Substituting this into Eq. (11) and reducing yields

$$\begin{aligned}&r B'(r) e^{-B(r)} - e^{-B(r)} = \dfrac{8 \pi \rho (r) r^2}{\alpha } - \dfrac{\varphi r^2}{2 \alpha } \nonumber \\&- \dfrac{\beta r^2}{2 \alpha } \left( 3 \rho (r) - 5 p(r) \right) - 1. \end{aligned}$$
(15)

We invoke the density equation for an inhomogeneous body

$$\begin{aligned} M(r) = \int ^{r}_{0} 4 \pi r^2 \rho (r) \mathrm{d}r. \end{aligned}$$
(16)

We invoke the MIT bag model [31] since it represents the EoS of quark stars

$$\begin{aligned} p(r) = \omega \left( \rho (r) - 4 \gamma _0 \right) . \end{aligned}$$
(17)

We thus get

$$\begin{aligned} e^{-B(r)} = 1 + \dfrac{M(r)}{\alpha r} \Sigma + \dfrac{r^{2}}{3 \alpha } \xi , \end{aligned}$$
(18)

where \(\Sigma = -2 + \dfrac{3 \beta }{8 \pi } - \dfrac{5 \beta \omega }{8 \pi } \) and \(\xi = \dfrac{\varphi }{2} + 10 \beta \gamma _0\). Substituting this into Eq. (14) and then invoking the conservation equation (9) we get a relation between pressure, p(r), and radius, r, in this form:

$$\begin{aligned}&\dfrac{\mathrm{d}p(r)}{\mathrm{d}r} = \dfrac{(\rho (r) + p(r))}{\alpha } \left( 8 \pi p(r) r + \dfrac{M(r)}{r^2}\Sigma - \dfrac{\xi }{2}(\rho (r)\right. \nonumber \\&\left. \quad - 7 p(r)) - \dfrac{5 r \varphi }{6}{ +}\dfrac{10 \beta \gamma _0 r}{3} \right) \left( 1{ +}\dfrac{M(r)}{\alpha r} \Sigma + \dfrac{r^{2}}{3 \alpha } \xi \right) ^{-1}.\nonumber \\ \end{aligned}$$
(19)

Given information –
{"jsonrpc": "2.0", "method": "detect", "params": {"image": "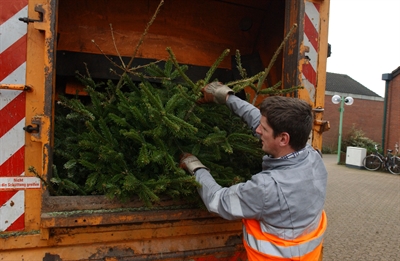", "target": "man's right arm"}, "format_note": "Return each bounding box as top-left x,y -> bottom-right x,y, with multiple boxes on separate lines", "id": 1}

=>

Exercise requirements – Extract the quark-star derivation text in full, reproducing every word, equation, and equation number without alteration.

Task result –
Substituting this into Eq. (11) and reducing yields

$$\begin{aligned}&r B'(r) e^{-B(r)} - e^{-B(r)} = \dfrac{8 \pi \rho (r) r^2}{\alpha } - \dfrac{\varphi r^2}{2 \alpha } \nonumber \\&- \dfrac{\beta r^2}{2 \alpha } \left( 3 \rho (r) - 5 p(r) \right) - 1. \end{aligned}$$
(15)

We invoke the density equation for an inhomogeneous body

$$\begin{aligned} M(r) = \int ^{r}_{0} 4 \pi r^2 \rho (r) \mathrm{d}r. \end{aligned}$$
(16)

We invoke the MIT bag model [31] since it represents the EoS of quark stars

$$\begin{aligned} p(r) = \omega \left( \rho (r) - 4 \gamma _0 \right) . \end{aligned}$$
(17)

We thus get

$$\begin{aligned} e^{-B(r)} = 1 + \dfrac{M(r)}{\alpha r} \Sigma + \dfrac{r^{2}}{3 \alpha } \xi , \end{aligned}$$
(18)

where \(\Sigma = -2 + \dfrac{3 \beta }{8 \pi } - \dfrac{5 \beta \omega }{8 \pi } \) and \(\xi = \dfrac{\varphi }{2} + 10 \beta \gamma _0\). Substituting this into Eq. (14) and then invoking the conservation equation (9) we get a relation between pressure, p(r), and radius, r, in this form:

$$\begin{aligned}&\dfrac{\mathrm{d}p(r)}{\mathrm{d}r} = \dfrac{(\rho (r) + p(r))}{\alpha } \left( 8 \pi p(r) r + \dfrac{M(r)}{r^2}\Sigma - \dfrac{\xi }{2}(\rho (r)\right. \nonumber \\&\left. \quad - 7 p(r)) - \dfrac{5 r \varphi }{6}{ +}\dfrac{10 \beta \gamma _0 r}{3} \right) \left( 1{ +}\dfrac{M(r)}{\alpha r} \Sigma + \dfrac{r^{2}}{3 \alpha } \xi \right) ^{-1}.\nonumber \\ \end{aligned}$$
(19)